[EXERCISE 1]
According to the commit page, which experimental feature setting turns on search results aggregations?

== == ==

Restore Search Results Aggregations Explanations Page (#585)

noah-berman · web-flow · commit c8b3ba74b607 · 2024-08-20T13:02:37.000-07:00
This page was removed in v5.4 for an unknown reason. We currently have a
broken link to it; this adds it back to our doc site.
diff --git a/docs/code_insights/explanations/search_results_aggregations.mdx b/docs/code_insights/explanations/search_results_aggregations.mdx
@@ -0,0 +1,95 @@
+# Search results aggregations
+
+In version 4.0 and later, Code Insights provides aggregations shown on the search screen.
+
+This lets you track version and license spread, library adoption, common commit messages, lengths of specific files, usage frequencies, and the [many common use case examples here](../references/search_aggregations_use_cases.md).
+
+## Available aggregations: 
+
+You can aggregate any search by: 
+
+1. The repositories with search results
+1. The files with search results (for non-commit and non-diff searches)
+1. The authors who created the search results (for commit and diff searches)
+1. All found matches for the first capture group pattern (for regexp searches with a capture group)
+
+Aggregations are returned in order of greatest to least results count. 
+
+Aggregations are exhaustive across all repositories the user running the search has access to, unless the chart notes otherwise (see [Limitations](#limitations) below). 
+
+We may continue adding new aggregation categories, like date and code host, based on feedback. If there are categories you'd like to see, please [let us know](mailto:feedback@sourcegraph.com).
+
+## Feature visibility
+
+You can turn the aggregations on with the experimental feature setting: `searchResultsAggregations` in your user, org, or site settings.

== == ==

[EXERCISE 2]
Filter the records down to each line containing the string "covered".

[ENTRIES PROVIDED]
== == ==

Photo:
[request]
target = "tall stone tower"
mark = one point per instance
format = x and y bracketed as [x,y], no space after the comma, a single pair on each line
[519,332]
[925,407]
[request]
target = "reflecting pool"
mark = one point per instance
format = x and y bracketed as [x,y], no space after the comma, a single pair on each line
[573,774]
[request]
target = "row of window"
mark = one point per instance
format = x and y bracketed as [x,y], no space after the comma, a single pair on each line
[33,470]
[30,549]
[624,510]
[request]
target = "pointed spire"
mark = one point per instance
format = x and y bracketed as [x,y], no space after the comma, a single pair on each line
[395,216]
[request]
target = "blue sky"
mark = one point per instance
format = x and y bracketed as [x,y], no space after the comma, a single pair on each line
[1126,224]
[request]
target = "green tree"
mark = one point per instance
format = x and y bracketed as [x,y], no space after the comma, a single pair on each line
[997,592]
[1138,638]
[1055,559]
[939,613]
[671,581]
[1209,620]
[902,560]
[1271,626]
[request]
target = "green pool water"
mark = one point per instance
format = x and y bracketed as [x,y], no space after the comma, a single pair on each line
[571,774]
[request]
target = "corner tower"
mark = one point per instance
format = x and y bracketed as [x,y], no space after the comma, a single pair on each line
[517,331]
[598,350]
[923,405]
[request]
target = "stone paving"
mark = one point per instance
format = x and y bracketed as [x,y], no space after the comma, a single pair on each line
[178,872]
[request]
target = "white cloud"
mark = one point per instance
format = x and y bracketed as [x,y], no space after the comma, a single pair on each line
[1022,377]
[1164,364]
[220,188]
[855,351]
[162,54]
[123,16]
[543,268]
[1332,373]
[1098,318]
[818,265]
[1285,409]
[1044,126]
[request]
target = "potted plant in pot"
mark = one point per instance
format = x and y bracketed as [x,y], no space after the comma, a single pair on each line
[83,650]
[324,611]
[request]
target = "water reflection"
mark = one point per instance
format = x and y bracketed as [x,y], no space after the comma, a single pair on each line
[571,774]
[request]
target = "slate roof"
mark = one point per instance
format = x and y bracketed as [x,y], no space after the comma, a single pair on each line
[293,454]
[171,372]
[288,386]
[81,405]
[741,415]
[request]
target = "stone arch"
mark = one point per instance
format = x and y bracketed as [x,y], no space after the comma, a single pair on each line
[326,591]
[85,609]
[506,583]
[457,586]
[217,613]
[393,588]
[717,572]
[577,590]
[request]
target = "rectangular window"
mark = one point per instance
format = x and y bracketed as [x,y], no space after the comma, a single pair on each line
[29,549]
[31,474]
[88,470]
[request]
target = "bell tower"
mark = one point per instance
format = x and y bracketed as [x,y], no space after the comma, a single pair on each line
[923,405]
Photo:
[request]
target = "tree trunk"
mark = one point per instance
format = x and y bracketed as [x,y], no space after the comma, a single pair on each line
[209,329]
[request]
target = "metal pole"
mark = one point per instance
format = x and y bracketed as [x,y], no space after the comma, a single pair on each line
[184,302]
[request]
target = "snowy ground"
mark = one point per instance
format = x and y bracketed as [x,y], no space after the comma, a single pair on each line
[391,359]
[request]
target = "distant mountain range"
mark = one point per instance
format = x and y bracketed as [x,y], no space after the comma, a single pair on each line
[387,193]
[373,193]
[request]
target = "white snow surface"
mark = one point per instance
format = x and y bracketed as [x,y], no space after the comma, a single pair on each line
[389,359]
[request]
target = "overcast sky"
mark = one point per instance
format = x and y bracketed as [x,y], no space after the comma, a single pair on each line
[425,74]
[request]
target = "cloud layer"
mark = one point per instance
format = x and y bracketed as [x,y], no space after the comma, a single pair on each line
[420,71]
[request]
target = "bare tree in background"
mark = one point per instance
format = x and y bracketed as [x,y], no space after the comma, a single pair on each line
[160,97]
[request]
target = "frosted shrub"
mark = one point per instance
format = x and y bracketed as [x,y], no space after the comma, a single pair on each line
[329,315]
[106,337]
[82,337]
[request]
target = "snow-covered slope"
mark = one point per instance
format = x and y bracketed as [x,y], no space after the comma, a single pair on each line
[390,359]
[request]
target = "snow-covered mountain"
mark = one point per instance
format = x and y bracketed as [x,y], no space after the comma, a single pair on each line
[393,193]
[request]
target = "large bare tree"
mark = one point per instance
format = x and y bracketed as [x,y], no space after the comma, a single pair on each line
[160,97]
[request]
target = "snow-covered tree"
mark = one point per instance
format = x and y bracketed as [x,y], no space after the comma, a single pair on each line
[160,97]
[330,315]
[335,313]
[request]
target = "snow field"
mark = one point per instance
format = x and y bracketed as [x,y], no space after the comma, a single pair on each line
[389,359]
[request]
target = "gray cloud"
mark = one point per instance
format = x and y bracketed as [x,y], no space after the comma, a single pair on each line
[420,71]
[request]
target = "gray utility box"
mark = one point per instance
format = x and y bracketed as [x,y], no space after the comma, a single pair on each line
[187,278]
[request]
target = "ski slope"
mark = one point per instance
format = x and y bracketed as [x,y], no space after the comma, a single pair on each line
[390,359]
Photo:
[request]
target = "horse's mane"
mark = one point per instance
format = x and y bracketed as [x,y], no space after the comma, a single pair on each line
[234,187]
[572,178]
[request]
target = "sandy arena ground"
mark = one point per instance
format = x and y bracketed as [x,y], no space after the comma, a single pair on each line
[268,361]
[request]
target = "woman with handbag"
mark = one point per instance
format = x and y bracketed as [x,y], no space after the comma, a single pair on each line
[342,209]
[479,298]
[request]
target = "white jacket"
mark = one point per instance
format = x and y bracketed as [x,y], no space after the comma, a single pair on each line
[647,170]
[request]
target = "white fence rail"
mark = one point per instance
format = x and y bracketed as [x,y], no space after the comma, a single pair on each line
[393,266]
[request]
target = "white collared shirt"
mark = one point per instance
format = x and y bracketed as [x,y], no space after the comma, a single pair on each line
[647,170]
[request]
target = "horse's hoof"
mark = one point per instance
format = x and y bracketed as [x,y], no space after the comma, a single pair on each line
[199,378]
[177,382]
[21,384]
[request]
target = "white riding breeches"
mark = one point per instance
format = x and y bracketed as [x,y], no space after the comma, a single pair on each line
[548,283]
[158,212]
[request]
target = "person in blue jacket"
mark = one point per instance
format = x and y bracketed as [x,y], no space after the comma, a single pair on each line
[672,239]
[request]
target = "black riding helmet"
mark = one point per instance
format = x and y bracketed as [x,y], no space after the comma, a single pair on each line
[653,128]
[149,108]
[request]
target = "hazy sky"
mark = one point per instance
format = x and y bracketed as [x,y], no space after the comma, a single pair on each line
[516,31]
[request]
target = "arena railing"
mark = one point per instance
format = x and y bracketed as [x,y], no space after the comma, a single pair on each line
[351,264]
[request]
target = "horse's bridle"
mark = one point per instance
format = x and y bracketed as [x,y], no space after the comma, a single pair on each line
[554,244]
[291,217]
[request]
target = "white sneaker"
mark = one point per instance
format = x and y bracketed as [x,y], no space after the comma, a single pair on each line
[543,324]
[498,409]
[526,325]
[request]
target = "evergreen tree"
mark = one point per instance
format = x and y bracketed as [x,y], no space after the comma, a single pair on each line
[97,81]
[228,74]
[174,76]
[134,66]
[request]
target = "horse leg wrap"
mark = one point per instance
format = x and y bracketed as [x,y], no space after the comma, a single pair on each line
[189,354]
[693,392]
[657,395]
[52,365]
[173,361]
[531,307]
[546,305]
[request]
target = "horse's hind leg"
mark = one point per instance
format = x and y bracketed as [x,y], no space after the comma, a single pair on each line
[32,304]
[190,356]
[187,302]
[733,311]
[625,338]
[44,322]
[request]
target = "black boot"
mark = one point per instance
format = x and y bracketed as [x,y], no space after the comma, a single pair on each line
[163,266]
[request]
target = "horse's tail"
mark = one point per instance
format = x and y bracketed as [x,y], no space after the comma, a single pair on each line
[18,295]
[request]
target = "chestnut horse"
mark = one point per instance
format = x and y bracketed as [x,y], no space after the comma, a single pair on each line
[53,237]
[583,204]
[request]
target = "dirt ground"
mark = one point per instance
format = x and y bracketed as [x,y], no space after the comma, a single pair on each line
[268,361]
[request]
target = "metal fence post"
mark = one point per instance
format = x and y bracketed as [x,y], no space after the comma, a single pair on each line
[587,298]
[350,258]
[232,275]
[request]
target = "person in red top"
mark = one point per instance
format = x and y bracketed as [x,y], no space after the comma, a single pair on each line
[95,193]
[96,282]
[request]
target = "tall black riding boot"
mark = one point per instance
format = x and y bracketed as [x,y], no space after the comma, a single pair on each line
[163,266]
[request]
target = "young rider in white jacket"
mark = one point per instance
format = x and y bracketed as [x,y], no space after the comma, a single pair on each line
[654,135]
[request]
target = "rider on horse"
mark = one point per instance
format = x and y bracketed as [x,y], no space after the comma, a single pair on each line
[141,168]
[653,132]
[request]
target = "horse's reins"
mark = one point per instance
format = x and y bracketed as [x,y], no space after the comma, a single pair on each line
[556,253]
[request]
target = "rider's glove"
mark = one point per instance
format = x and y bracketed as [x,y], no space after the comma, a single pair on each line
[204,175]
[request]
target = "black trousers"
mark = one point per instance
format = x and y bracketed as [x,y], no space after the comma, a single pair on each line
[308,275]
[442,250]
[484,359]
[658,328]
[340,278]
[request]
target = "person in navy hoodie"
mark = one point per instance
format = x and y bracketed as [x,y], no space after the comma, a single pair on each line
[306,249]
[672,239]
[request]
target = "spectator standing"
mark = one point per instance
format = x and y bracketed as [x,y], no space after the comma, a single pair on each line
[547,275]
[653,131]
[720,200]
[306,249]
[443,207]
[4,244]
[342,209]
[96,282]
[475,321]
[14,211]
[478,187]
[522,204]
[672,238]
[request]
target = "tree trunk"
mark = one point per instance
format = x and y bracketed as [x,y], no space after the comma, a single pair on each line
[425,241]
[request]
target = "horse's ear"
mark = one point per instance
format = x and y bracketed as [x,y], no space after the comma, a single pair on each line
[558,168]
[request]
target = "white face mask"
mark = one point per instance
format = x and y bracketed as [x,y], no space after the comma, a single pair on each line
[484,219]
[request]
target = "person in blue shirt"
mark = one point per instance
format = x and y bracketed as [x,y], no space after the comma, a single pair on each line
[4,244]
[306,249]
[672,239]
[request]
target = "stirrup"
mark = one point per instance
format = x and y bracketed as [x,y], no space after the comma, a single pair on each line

== == ==

[RESULT 1]
`searchResultsAggregations`

[RESULT 2]
target = "snow-covered slope"
target = "snow-covered mountain"
target = "snow-covered tree"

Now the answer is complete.